WORK INSTRUCTIONS:
1. In the article about Funhouse, what did Funhouse and Touch have in common?
2. Reproduce the passage from the article about Funhouse that begins at "It's an amazing" and ends after "dropped into obscurity.".

THE STOOGES, FUNHOUSE and DON GALLUCCI
A Belated AppreciationThe seminal and highly influential Stooges album Funhouse is fast approaching its 40th anniversary. Given the recent death of guitarist Ron Asheton, it will undoubtedly be re-spun, re-appraised, and once again, re-affirmed as a true American classic. The Real F-ing Deal.
By Wally Shoup
After making a loud thud initially (commercially speaking), it has developed mythical status as the "First Punk Record." Bands worldwide claim it as their strongest influence.
It's an amazing record. I bought it back in the day, loved it then, love it now. It's just as feral, virile and skanky today as when the needle dropped in 1970. Nothing about it sounds dated. Also, around that time, another album came out called Touch, a monumental slab of psychedelic wonder that dazzled the cognoscenti, but, like Funhouse, failed to sell records and quickly dropped into obscurity.
What these two LP's had in common was Don Gallucci.

PROVIDED RECORDS:

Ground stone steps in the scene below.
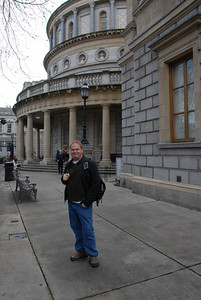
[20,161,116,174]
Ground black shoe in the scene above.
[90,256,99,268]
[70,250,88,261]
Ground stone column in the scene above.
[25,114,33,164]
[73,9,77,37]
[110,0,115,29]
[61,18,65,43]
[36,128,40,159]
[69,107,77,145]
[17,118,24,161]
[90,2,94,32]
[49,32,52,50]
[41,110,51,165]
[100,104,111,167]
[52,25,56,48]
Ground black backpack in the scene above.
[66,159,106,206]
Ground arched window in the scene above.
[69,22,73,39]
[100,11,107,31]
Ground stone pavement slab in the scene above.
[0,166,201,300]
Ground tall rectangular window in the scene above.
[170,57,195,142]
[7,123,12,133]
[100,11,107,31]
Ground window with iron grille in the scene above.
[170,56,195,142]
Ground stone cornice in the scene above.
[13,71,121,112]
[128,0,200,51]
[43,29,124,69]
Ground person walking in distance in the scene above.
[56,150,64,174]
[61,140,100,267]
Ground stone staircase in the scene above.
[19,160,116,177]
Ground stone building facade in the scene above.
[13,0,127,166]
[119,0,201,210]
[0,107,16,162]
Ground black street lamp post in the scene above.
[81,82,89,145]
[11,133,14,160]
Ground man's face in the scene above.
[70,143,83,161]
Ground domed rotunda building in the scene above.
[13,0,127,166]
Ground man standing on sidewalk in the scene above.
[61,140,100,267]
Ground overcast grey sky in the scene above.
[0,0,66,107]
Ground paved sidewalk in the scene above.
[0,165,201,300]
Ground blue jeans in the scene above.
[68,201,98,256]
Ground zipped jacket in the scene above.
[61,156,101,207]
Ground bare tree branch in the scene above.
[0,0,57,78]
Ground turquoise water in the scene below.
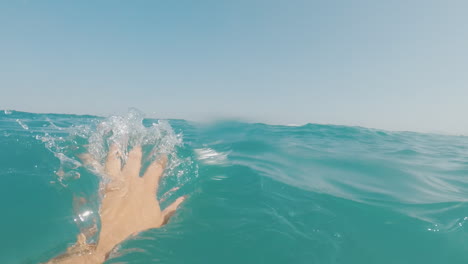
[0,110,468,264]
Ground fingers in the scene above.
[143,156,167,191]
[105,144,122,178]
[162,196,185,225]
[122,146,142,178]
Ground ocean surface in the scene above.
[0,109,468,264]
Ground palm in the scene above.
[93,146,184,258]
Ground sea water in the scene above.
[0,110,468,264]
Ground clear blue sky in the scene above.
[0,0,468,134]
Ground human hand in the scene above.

EXERCISE RESPONSES:
1. Don Gallucci.

2.
It's an amazing record. I bought it back in the day, loved it then, love it now. It's just as feral, virile and skanky today as when the needle dropped in 1970. Nothing about it sounds dated. Also, around that time, another album came out called Touch, a monumental slab of psychedelic wonder that dazzled the cognoscenti, but, like Funhouse, failed to sell records and quickly dropped into obscurity.